/---

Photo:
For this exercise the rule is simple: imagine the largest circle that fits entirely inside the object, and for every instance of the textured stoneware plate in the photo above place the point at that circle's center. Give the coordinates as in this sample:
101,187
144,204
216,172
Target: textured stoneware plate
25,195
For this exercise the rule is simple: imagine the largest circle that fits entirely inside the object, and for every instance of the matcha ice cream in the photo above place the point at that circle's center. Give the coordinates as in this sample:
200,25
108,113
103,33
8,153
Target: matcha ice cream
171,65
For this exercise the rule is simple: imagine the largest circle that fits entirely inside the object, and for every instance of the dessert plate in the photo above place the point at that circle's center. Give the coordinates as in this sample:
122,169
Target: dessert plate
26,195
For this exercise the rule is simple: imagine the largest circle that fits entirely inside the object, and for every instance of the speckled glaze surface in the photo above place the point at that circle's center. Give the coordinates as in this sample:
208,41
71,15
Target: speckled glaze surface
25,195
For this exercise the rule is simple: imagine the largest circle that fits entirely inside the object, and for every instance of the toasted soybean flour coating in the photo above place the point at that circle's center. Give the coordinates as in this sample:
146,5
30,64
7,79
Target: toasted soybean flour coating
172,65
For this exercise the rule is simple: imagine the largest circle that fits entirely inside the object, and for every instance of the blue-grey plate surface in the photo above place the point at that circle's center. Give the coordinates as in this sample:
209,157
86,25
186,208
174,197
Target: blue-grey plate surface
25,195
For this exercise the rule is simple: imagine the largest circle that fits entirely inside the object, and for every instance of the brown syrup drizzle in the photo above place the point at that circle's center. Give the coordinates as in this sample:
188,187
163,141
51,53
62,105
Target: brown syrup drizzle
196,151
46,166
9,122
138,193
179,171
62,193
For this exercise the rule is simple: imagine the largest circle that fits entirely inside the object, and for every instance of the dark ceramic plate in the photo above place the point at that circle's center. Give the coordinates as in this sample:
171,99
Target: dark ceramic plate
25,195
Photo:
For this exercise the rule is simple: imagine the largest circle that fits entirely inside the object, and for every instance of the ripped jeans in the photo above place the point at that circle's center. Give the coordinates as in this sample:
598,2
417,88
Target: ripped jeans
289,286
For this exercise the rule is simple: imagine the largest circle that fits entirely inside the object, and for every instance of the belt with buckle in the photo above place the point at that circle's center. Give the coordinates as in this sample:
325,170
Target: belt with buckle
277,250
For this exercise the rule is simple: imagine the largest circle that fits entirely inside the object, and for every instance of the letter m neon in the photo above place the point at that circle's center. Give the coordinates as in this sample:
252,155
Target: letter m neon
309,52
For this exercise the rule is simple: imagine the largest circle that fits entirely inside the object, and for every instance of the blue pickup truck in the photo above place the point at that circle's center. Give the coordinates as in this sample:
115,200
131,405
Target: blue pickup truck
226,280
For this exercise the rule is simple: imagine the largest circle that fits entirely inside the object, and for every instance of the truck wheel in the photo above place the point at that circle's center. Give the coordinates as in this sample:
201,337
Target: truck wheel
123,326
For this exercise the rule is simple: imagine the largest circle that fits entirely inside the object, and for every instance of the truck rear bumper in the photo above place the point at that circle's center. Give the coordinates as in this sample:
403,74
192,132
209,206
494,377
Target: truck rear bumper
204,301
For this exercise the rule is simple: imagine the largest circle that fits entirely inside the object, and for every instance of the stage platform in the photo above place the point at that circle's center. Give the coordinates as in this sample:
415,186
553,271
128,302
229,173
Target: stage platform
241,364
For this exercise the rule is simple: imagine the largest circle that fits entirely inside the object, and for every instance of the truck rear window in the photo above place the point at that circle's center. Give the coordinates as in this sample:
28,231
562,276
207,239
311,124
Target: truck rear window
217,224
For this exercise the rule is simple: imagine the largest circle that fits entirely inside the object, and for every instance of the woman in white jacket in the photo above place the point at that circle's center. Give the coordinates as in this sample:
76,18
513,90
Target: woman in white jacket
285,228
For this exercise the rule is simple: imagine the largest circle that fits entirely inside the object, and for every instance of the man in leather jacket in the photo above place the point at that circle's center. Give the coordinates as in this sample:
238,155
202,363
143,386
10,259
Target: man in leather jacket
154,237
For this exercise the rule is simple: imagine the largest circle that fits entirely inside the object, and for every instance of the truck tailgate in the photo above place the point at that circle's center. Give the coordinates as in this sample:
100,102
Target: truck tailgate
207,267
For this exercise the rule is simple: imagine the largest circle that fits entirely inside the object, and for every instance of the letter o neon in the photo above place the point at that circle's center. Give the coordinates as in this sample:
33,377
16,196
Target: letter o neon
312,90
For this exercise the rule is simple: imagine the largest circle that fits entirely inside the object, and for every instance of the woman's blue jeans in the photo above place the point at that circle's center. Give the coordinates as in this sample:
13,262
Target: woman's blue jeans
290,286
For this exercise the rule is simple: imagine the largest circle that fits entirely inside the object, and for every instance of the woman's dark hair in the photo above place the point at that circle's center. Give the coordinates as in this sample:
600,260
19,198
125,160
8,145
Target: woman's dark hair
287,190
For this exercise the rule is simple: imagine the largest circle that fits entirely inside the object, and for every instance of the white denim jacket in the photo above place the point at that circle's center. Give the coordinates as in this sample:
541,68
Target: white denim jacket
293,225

\---

Exercise »
Rewrite the entire listing above with every occurrence of "largest circle" switched to "biggest circle", keeping all other text unchanged.

Worked solution »
Photo:
For this exercise the rule is simple: imagine the biggest circle that fits entirely inside the object, and for every instance of the textured stoneware plate in the photo above place the point at that circle's center. Give the coordinates as in this sample:
101,187
144,204
216,172
Target: textured stoneware plate
25,195
For this exercise the rule is simple: imagine the biggest circle that fits entirely inside the object, and for every instance of the matcha ice cream in the photo above place the point at that circle's center. Give the coordinates as in this sample:
200,25
108,113
103,33
8,153
Target: matcha ice cream
171,65
For this exercise the rule is simple: imagine the biggest circle that fits entirely inside the object, and for every instance of the dessert plate in the photo above place the point at that circle's center. Give the coordinates as in this sample:
122,169
Target: dessert plate
26,195
For this exercise the rule is simple: imagine the biggest circle that fits entirely inside the object, and for every instance of the speckled glaze surface in the photo above place the point at that circle's center. Give the coordinates as in this sample:
208,41
71,15
Target: speckled glaze surface
25,195
For this exercise the rule is simple: imagine the biggest circle that fits entirely inside the object, and for every instance of the toasted soybean flour coating in the photo above place the point at that circle's center. Give the coordinates as in this sample:
146,5
30,64
7,79
Target: toasted soybean flour coating
172,65
For this exercise the rule is simple: imagine the biggest circle that fits entirely inside the object, and for every instance of the blue-grey plate surface in the photo above place the point at that circle's center. Give the coordinates as in this sample:
209,157
86,25
186,208
174,197
Target: blue-grey plate surface
25,195
For this exercise the rule is simple: imagine the biggest circle that fits entirely inside the object, and for every instance of the brown syrup drizzle in the photo above place the point at that circle's center. Give the coordinates as in this sample:
188,187
163,141
51,53
62,105
Target: brown syrup drizzle
196,151
46,166
9,122
138,193
179,171
62,193
For this exercise the rule is simple: imagine the biggest circle that fits entirely inside the object, and for every instance of the dark ceramic plate in the photo above place the point at that circle's center. Give the coordinates as in this sample:
171,99
Target: dark ceramic plate
25,195
Photo:
For this exercise the rule is simple: imagine the biggest circle that fits entirely inside the object, and for every instance of the ripped jeans in the photo above place the point at that circle's center. Give the coordinates as in this sample:
598,2
417,88
Target: ripped jeans
289,286
For this exercise the rule is simple: imagine the biggest circle that fits entirely inside the object, and for every instance of the belt with buckle in the photo above place the point at that circle's center. Give the coordinates as in this sample:
325,170
Target: belt with buckle
277,250
For this exercise the rule is simple: imagine the biggest circle that fits entirely inside the object, and for every instance of the letter m neon in the photo above place the point at that circle's center. Give the coordinates as in this sample:
252,155
Target: letter m neon
309,52
For this exercise the rule is simple: imagine the biggest circle that fits entirely inside the object, and for every instance of the blue pickup truck in the photo above place the point at that circle's center. Give the coordinates as in this sample:
115,200
131,405
Target: blue pickup truck
226,280
For this exercise the rule is simple: imagine the biggest circle that fits entirely inside the object, and for every instance of the truck wheel in the photo above place the point at that circle's center. Give the coordinates as in this sample:
201,337
Target: truck wheel
123,326
For this exercise the rule is simple: imagine the biggest circle that fits entirely inside the object, and for every instance of the truck rear bumper in the photo above place the point at that circle's center. Give the coordinates as in this sample:
403,74
192,132
209,206
494,377
Target: truck rear bumper
204,301
For this exercise the rule is simple: imagine the biggest circle that fits entirely inside the object, and for every instance of the stage platform in the photo above place the point at that circle's center. Give the coordinates as in this sample:
415,186
553,271
128,302
229,173
Target: stage platform
241,364
For this exercise the rule is simple: imagine the biggest circle that fits entirely inside the object, and for every instance of the truck rear window in the photo above place the point at that circle's center. Give the coordinates as in this sample:
28,231
562,276
207,239
311,124
Target: truck rear window
217,224
For this exercise the rule is simple: imagine the biggest circle that fits entirely inside the object, and for every instance of the woman in white jacket in the photo above place the point at that circle's center. Give the coordinates as in this sample:
76,18
513,90
Target: woman in white jacket
285,228
For this exercise the rule is simple: imagine the biggest circle that fits entirely inside the object, and for every instance of the man in leather jacket in the photo above place the point at that circle's center. Give the coordinates as in this sample:
238,155
202,363
143,386
10,259
Target: man in leather jacket
154,237
For this exercise the rule is simple: imagine the biggest circle that fits entirely inside the object, and for every instance of the truck tailgate in the photo above place the point at that circle's center. Give the coordinates as in this sample:
100,102
Target: truck tailgate
207,267
For this exercise the rule is simple: imagine the biggest circle that fits entirely inside the object, and for every instance of the letter o neon in the photo above place the point at that circle's center. Give the coordinates as in this sample:
33,377
16,196
Target: letter o neon
312,90
For this exercise the rule is simple: imagine the biggest circle that fits entirely inside the object, and for every instance of the woman's blue jeans in the photo above place the point at that circle's center. Give the coordinates as in this sample:
13,262
Target: woman's blue jeans
290,286
For this exercise the rule is simple: imagine the biggest circle that fits entirely inside the object, and for every instance of the woman's dark hair in the photo above place the point at that circle's center. Give the coordinates as in this sample:
600,260
19,198
125,160
8,145
Target: woman's dark hair
287,190
For this exercise the rule is simple: imagine the biggest circle that fits entirely inside the object, and for every instance of the white denim jacket in the photo above place the point at that circle's center. Give the coordinates as in this sample:
541,68
Target: white denim jacket
293,225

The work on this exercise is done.